-------- Data for the task --------

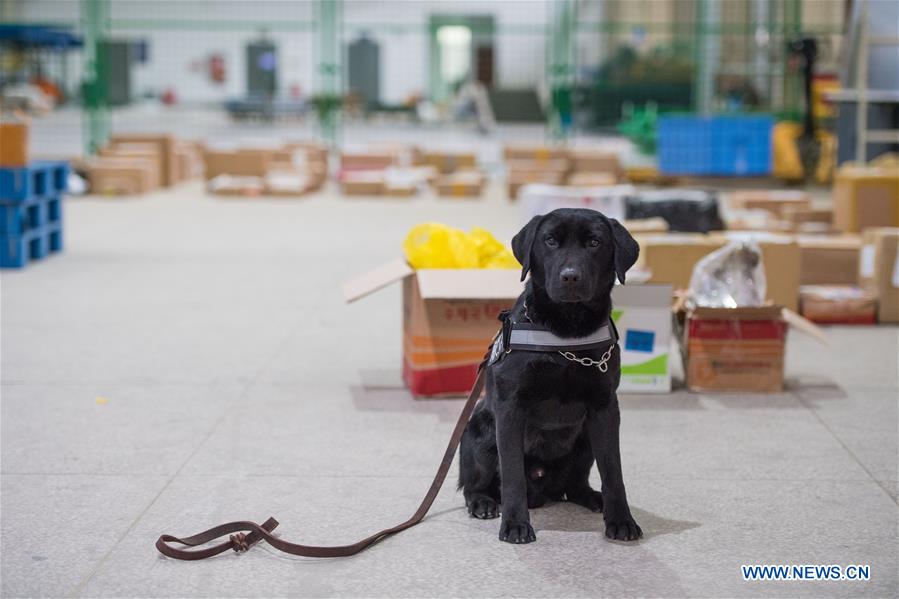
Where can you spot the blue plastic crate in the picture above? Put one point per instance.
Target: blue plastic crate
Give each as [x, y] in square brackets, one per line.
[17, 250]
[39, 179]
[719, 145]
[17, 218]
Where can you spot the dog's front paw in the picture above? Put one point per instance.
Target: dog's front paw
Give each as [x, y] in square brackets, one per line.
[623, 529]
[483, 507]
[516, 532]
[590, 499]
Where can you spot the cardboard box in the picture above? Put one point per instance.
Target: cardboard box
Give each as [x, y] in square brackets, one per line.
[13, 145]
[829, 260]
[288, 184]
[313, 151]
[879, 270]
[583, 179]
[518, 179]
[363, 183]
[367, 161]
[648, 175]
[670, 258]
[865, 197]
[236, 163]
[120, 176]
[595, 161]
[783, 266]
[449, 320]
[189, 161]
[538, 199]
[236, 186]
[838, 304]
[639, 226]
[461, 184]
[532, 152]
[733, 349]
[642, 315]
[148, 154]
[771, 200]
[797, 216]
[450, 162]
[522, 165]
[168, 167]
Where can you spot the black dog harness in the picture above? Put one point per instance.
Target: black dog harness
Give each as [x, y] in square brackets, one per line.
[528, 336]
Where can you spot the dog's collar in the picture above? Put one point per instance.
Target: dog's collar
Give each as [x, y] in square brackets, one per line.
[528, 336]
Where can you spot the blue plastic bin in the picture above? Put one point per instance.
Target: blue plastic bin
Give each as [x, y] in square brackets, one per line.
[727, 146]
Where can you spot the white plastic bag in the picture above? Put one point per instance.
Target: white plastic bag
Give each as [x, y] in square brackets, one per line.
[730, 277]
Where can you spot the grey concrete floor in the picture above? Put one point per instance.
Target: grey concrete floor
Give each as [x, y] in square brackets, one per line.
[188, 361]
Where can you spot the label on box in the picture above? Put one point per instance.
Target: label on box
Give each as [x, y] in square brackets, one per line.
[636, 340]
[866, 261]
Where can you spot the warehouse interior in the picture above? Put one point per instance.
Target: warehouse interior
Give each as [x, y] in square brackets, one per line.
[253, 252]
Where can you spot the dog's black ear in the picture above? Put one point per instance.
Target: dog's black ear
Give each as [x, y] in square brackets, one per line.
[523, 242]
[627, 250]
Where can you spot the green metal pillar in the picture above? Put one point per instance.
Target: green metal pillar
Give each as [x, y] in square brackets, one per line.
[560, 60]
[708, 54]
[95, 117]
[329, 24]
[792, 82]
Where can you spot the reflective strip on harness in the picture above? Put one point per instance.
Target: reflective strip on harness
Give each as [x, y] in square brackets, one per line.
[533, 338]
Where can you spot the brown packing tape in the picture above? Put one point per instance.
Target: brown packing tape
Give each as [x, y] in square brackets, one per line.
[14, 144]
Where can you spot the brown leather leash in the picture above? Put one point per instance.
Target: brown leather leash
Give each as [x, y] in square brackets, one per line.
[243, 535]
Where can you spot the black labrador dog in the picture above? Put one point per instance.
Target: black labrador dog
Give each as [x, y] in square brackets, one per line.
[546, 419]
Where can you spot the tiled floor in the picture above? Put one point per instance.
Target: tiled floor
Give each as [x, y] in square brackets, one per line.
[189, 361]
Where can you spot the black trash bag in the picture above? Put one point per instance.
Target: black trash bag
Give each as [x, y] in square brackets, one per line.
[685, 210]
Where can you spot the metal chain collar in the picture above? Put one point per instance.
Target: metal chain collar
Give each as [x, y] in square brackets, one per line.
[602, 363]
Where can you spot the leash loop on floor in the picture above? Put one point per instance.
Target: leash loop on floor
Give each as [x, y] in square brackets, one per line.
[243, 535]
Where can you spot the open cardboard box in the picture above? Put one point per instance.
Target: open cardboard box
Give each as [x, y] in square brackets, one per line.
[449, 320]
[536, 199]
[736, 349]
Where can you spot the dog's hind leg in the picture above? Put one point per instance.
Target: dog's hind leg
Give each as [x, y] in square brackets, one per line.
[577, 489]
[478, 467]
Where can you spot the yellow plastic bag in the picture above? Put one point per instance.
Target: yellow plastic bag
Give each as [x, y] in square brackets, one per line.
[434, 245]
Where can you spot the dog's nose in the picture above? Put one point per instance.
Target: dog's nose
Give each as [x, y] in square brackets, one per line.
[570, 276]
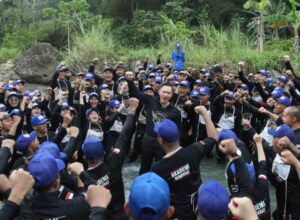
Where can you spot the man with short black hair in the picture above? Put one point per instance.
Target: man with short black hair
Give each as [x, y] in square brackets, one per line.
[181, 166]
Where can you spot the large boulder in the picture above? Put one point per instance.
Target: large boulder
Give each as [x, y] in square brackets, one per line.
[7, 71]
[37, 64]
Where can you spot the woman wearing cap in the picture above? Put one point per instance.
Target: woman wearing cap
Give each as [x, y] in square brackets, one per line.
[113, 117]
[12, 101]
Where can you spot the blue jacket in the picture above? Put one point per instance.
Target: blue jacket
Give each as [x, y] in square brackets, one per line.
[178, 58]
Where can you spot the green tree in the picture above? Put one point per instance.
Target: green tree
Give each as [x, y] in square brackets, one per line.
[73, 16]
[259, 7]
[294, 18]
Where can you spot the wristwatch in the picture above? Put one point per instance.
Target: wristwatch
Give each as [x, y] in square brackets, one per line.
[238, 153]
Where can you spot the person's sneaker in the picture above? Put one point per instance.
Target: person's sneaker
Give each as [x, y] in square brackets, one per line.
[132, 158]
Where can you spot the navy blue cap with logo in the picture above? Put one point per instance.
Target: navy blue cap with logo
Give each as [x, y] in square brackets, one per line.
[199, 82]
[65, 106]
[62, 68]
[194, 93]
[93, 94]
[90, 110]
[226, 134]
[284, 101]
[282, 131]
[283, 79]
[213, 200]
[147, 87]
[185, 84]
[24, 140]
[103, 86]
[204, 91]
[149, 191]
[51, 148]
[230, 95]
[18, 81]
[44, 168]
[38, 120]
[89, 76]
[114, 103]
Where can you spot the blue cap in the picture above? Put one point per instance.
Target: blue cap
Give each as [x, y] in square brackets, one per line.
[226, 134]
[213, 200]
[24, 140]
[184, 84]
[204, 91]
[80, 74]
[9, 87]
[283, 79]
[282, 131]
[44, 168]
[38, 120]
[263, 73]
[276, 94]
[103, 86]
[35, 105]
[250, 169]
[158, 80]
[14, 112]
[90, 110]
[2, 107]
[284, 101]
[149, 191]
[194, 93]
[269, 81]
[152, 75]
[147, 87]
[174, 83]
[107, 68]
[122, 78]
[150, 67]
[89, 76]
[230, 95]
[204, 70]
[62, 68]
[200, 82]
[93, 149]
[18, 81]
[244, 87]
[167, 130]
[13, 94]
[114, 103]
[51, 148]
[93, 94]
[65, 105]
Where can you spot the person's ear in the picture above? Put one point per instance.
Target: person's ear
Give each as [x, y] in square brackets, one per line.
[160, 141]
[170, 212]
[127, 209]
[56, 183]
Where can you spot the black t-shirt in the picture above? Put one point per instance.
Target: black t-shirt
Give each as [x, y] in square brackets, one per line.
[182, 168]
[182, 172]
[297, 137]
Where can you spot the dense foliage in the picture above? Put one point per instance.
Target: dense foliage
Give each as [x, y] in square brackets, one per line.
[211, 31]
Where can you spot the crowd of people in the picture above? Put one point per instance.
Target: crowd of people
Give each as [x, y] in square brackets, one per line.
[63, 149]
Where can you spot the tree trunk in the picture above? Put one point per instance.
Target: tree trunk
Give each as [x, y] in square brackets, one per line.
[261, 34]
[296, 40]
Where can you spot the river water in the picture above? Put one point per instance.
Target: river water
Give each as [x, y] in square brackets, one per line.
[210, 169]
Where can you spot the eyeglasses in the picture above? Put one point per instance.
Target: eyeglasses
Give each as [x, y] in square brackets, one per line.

--------

The problem:
Make an exact copy of the data, leaving its pictures out.

Written solution:
Where can you spot the blue plastic crate in the picture above? Put one point per instance.
Target: blue plastic crate
Give each as [x, y] in square brackets, one per line.
[17, 250]
[39, 179]
[719, 145]
[17, 218]
Where can you spot the dog's front paw in the picture above? Put one point per instance.
Target: dog's front paw
Give each as [x, y] in square brackets, one per line.
[623, 529]
[483, 507]
[516, 532]
[590, 499]
Where can you spot the cardboard box in the picture above? Put one point per instance.
Target: cardboard box
Give each as [x, y] in square brackets, one per line.
[13, 145]
[829, 260]
[288, 184]
[313, 151]
[879, 270]
[583, 179]
[518, 179]
[363, 183]
[367, 161]
[648, 175]
[670, 258]
[865, 197]
[236, 163]
[120, 176]
[595, 161]
[783, 266]
[449, 320]
[189, 161]
[538, 199]
[236, 186]
[838, 304]
[639, 226]
[461, 184]
[532, 152]
[733, 349]
[642, 315]
[148, 154]
[771, 200]
[797, 216]
[450, 162]
[522, 165]
[168, 167]
Where can you spot the black dog harness in the picture above? Put one point per instance.
Target: black dog harness
Give each as [x, y] in square brackets, one per line.
[528, 336]
Where can you spot the dog's collar in the picture above? Put one point per instance.
Target: dog's collar
Give each as [x, y] in square brackets, one per line.
[528, 336]
Where can you spot the blue plastic bin in the picture above? Put one point per instance.
Target: blue plastic bin
Give each as [x, y] in square brackets, one per line.
[727, 146]
Where can you spot the white plastic bag in the picture above? Put one point per instance.
Target: white plastic bag
Give each as [x, y] in square brackets, one per line.
[730, 277]
Where can you spot the grey concrete floor in the picture above? Put one point per instance.
Target: grey concrete floor
Give each as [x, y] in square brackets, one per line.
[188, 361]
Where can you spot the label on box in the picture above? Put one point per instance.
Target: label on box
Give each as [x, y] in square brackets, one per line.
[636, 340]
[866, 261]
Where can you spot the warehouse interior in the picture above? Put one point per instance.
Target: warehouse interior
Give each as [x, y] in square brackets, one per line.
[253, 252]
Where can you spot the dog's black ear in the picture above? Put one point per instance.
Target: dog's black ear
Give each as [x, y] in square brackets, one per line.
[523, 242]
[627, 250]
Where can you spot the green metal pillar in the picture above? Put one point per instance.
Target: green metal pillar
Give each as [x, y] in square brackets, one per line.
[560, 60]
[708, 54]
[95, 117]
[329, 24]
[792, 82]
Where can you spot the reflective strip on harness in the picture above? Put one point per instance.
Target: reflective strip on harness
Give each as [x, y] in square brackets, one per line.
[533, 338]
Where can you spot the brown packing tape in the picture above? Put one point per instance.
Target: brown packing tape
Give each as [x, y] in square brackets, one per line.
[14, 144]
Where can you spot the brown leather leash in the picture above? Put one point per instance.
Target: brown leather leash
Give each as [x, y] in square brackets, one per line.
[243, 535]
Where can you spot the black labrador dog in the picture above? Put one point per instance.
Target: black labrador dog
Give each as [x, y] in square brackets, one per line.
[546, 419]
Where can you spot the tiled floor in the picture above? Put one point per instance.
Target: tiled floor
Give each as [x, y] in square brackets, one per line.
[189, 361]
Where can you spot the black trash bag in the picture above? Put one point per instance.
Target: black trash bag
Give each as [x, y] in square brackets, one per line.
[685, 210]
Where can you spot the metal chain collar in the picture above? Put one point per instance.
Target: metal chain collar
Give each as [x, y] in square brackets, one per line.
[602, 363]
Where can you spot the leash loop on floor in the picture above? Put one point per instance.
Target: leash loop on floor
Give each as [x, y] in square brackets, one per line.
[243, 535]
Where can you spot the open cardboard box in the picture above? Put one point per instance.
Target: open cardboard box
Give each as [x, y] in square brackets, one per line.
[449, 320]
[536, 199]
[736, 349]
Where can you spot the dog's hind leg in the picture above? Put one point per instance.
Target: dog's hind leg
Give each as [x, y] in square brackets, one per line.
[577, 489]
[478, 467]
Where can you spot the yellow plastic bag in the picture above? Put one point per instance.
Target: yellow plastic bag
Give each as [x, y] in square brackets, one per line.
[434, 245]
Where can you spot the dog's nose in the picture above? Put one point per instance.
Target: dog's nose
Give each as [x, y] in square brackets, one per line.
[570, 276]
Where can you spot the man with short black hair in the picture above? Put one point per instance.
Target: man with short black hair
Give each as [x, y] in square brackets, one per line.
[181, 166]
Where can you spot the large boulder in the picture above? Put one point per instance.
Target: large boulder
Give each as [x, y] in square brackets, one per line.
[7, 71]
[37, 64]
Where can you spot the woman wearing cap in the picture above? Put one point per instance.
Target: woman wearing cap
Give each as [x, y] in square brackets, one per line.
[113, 117]
[12, 101]
Where can you spot the blue jacket in the picture above? Put one point per instance.
Target: blue jacket
Give each as [x, y] in square brackets, one per line.
[178, 58]
Where can you spot the green tree in the picture above? Put one point per instance.
Target: green tree
Give each as [x, y] in square brackets, one per line.
[73, 16]
[259, 7]
[294, 18]
Where can you spot the wristwatch in the picture above? Put one point per instance.
Target: wristwatch
Give each as [x, y] in square brackets, one per line.
[238, 153]
Where can you spot the person's sneaker in the picture above? Put one point per instance.
Target: person's sneaker
Give each as [x, y] in square brackets, one per line.
[132, 158]
Where can you spot the navy blue cap with logo in the picture above? Put one point per instance.
Target: navy blue cap with logo
Give each as [x, y] in square brackets, one per line.
[199, 82]
[65, 106]
[62, 68]
[194, 93]
[93, 94]
[90, 110]
[226, 134]
[284, 101]
[282, 131]
[283, 79]
[213, 200]
[147, 87]
[185, 84]
[24, 140]
[103, 86]
[204, 91]
[149, 191]
[51, 148]
[230, 95]
[18, 81]
[44, 168]
[38, 120]
[89, 76]
[114, 103]
Where can you spot the blue cap in the picture above? Put one point per instance.
Target: blue cap
Give each as [x, y] in square brackets, one per line.
[226, 134]
[213, 200]
[24, 140]
[184, 84]
[204, 91]
[80, 74]
[9, 87]
[283, 79]
[282, 131]
[44, 168]
[38, 120]
[263, 73]
[276, 94]
[103, 86]
[35, 105]
[250, 169]
[158, 80]
[14, 112]
[90, 110]
[2, 107]
[284, 101]
[149, 191]
[194, 93]
[269, 81]
[152, 75]
[147, 87]
[174, 83]
[107, 68]
[122, 78]
[150, 67]
[89, 76]
[230, 95]
[204, 70]
[62, 68]
[200, 82]
[93, 149]
[18, 81]
[244, 87]
[167, 130]
[13, 94]
[114, 103]
[51, 148]
[93, 94]
[65, 105]
Where can you spot the person's ear in the picture above? Put one point per instance.
Target: person's ear
Give each as [x, y] in square brackets, one per line.
[160, 141]
[170, 212]
[127, 209]
[56, 183]
Where can you spot the black t-shirt in the picture above? Put one point per instance.
Target: black t-shirt
Give each as [x, y] in square brackets, one per line.
[182, 168]
[182, 172]
[297, 137]
Where can you spot the dense foliage in the picture above? Put one point per instance.
Target: dense foliage
Give each as [x, y] in square brackets, one per line.
[211, 31]
Where can you spot the crowd of people in the picture above? Put one point per instance.
Target: crowd of people
Give each as [x, y] in square brackets, one per line.
[63, 149]
Where can you spot the tree trunk in the picture above? Put one point per instance.
Target: tree trunk
Give each as [x, y] in square brackets, one per line.
[261, 34]
[296, 40]
Where can you spot the river water in the picture above? Put one point per instance.
Target: river water
Give each as [x, y] in square brackets, one per line.
[210, 169]
Where can you spot the eyeglasses in the picture above? Put one point per instance.
Target: eyeglasses
Give each as [x, y] in square brackets, one per line.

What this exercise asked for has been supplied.